Bounding box annotation entries
☆ ☆ ☆ ☆ ☆ ☆ ☆

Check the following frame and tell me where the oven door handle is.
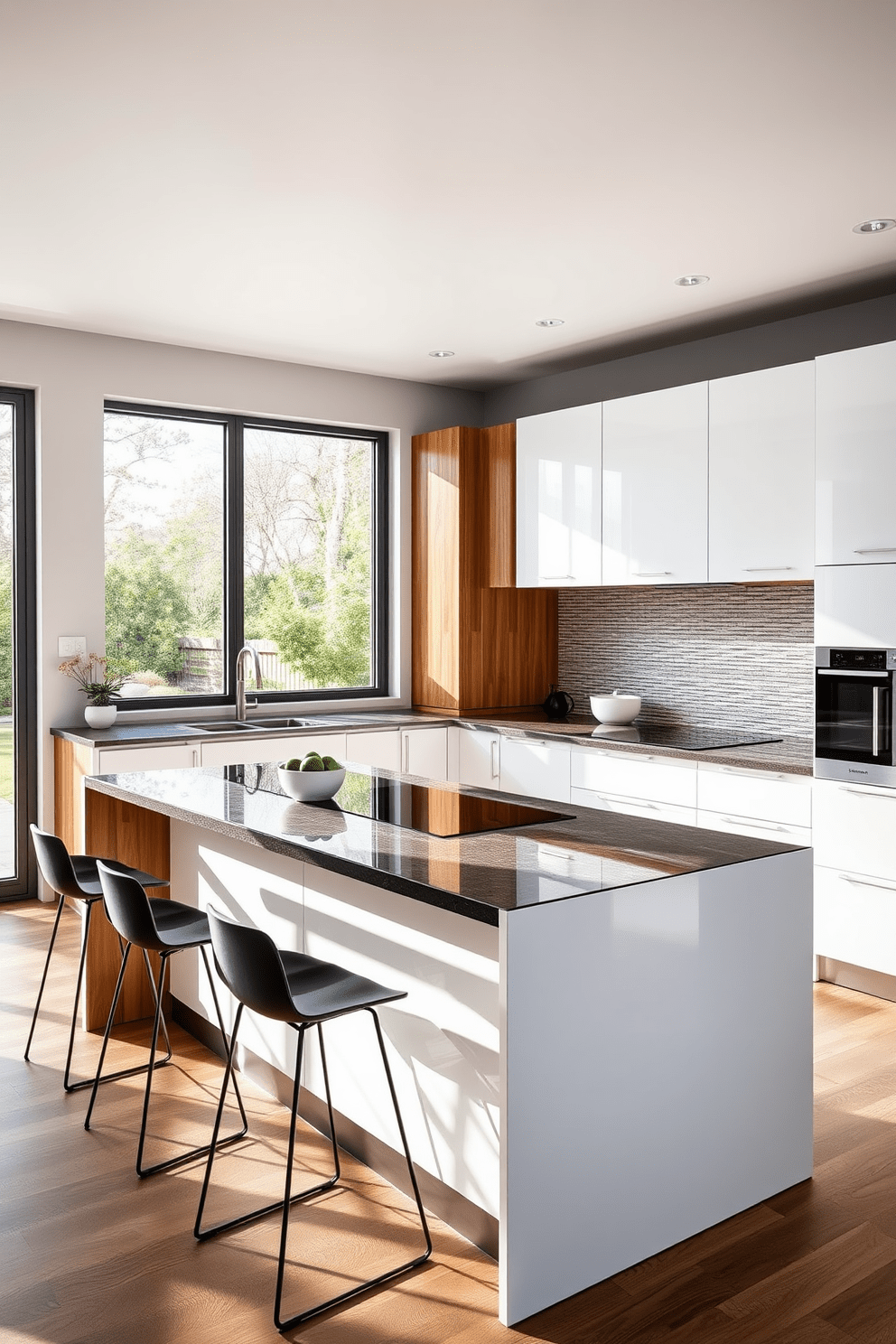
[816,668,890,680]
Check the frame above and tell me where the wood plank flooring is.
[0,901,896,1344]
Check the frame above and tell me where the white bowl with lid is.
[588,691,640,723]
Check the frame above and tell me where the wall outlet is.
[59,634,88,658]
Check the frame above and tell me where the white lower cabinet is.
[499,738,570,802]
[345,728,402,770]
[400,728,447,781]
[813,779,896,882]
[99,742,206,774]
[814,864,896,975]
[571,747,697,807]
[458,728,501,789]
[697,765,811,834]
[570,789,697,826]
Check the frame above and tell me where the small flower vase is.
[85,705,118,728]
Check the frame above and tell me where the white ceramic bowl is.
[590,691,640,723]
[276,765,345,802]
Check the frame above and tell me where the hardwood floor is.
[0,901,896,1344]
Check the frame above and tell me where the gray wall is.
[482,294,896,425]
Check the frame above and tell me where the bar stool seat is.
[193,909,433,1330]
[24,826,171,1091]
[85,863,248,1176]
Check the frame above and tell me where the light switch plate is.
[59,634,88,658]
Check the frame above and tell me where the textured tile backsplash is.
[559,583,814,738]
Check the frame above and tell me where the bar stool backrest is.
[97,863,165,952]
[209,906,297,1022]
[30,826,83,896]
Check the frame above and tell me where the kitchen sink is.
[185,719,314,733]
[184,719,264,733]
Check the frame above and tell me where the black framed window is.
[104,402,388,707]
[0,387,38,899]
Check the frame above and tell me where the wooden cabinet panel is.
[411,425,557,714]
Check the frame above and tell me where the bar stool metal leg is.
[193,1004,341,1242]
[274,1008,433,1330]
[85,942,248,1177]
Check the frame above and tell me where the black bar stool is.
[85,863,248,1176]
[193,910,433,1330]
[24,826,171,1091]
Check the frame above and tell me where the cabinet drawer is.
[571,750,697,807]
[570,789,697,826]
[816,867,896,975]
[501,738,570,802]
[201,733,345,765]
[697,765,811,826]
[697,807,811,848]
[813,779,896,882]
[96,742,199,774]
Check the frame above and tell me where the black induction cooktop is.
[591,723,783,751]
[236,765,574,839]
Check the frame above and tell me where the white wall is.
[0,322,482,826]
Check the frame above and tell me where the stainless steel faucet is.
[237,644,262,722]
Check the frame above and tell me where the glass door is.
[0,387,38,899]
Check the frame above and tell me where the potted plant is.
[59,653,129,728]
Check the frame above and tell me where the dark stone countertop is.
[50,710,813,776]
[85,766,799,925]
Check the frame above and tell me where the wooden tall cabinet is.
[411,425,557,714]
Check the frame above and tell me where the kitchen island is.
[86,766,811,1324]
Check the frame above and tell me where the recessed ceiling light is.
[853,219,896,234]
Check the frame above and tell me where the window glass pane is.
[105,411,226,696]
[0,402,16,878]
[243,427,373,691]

☆ ☆ ☆ ☆ ☆ ☆ ☆

Problem details – Copy out all of the material above word for word, with every line and box in its original order. Leave the pictures out of your copy.

Output of the exercise –
Check the following frame and tell me where the oven door handle is.
[816,668,890,680]
Check the frame above and tell me where the wood plank flooring is.
[0,901,896,1344]
Check the frame above and tell me where the white bowl with lid is.
[588,691,640,723]
Check the frame above and tell me where the wall outlet is.
[59,634,88,658]
Check the frame above and tell me where the white lower cabinet is.
[499,738,570,802]
[345,728,402,770]
[400,728,447,781]
[813,779,896,882]
[99,742,206,774]
[814,864,896,975]
[571,747,697,807]
[458,728,501,789]
[697,765,811,834]
[570,789,697,826]
Check the frame above and tell me where the small flower vase is.
[85,705,118,728]
Check the frame above and tell me where the white ceramic bowl is.
[590,691,640,723]
[276,765,345,802]
Check the frame above and tell me where the hardwood floor is.
[0,901,896,1344]
Check the frame above and tell me where the gray wall is.
[482,294,896,425]
Check the frame above and tell me where the bar stool seat is.
[193,909,433,1330]
[24,826,171,1091]
[85,863,248,1176]
Check the frame above and tell me where the light switch plate is.
[59,634,88,658]
Check the frame above and tell me where the textured tile backsplash is.
[559,583,814,738]
Check the frame above and tell me where the bar stool backrest is.
[97,863,165,952]
[209,906,297,1022]
[30,826,83,896]
Check the frame above and tell me where the kitchen sink is.
[185,719,314,733]
[184,719,264,733]
Check the frame above and tell me where the black framed window is.
[104,402,388,707]
[0,387,38,899]
Check the frame above and tell me where the wooden cabinet panel is.
[411,425,557,714]
Check the frame above and tell me where the bar stool metal leg is.
[193,1004,341,1242]
[274,1008,433,1330]
[85,942,248,1177]
Check the frame above and tell me where the black bar stool is.
[85,863,248,1176]
[193,910,433,1330]
[24,826,171,1091]
Check the frame above and tell me where the cabinet drawer is.
[571,750,697,807]
[570,789,697,826]
[816,867,896,975]
[501,738,570,802]
[201,733,345,765]
[697,765,811,826]
[697,807,811,848]
[813,779,896,882]
[96,742,199,774]
Check the frame above and tell me where the black induction cooktop is.
[591,723,783,751]
[236,765,574,839]
Check the frame above and tell me where the white wall is.
[0,322,482,826]
Check the frame above and tell me where the stainless steel faucet is.
[237,644,262,722]
Check the frame above and tell me where the glass door is.
[0,387,38,899]
Check the frame above and tell me where the potted plant is.
[59,653,129,728]
Check the frame above and tell me where the dark stone countertop is.
[50,710,813,776]
[85,766,799,925]
Check the frame above and tell me where the wooden tall cabinet is.
[411,425,557,714]
Check the frame above and tell me where the kitchen island is.
[86,766,811,1324]
Check the frame above and tell me where the recessed ceiling light is.
[853,219,896,234]
Check the frame above and tell me where the window glass pane is.
[105,411,226,696]
[0,402,16,878]
[243,427,373,691]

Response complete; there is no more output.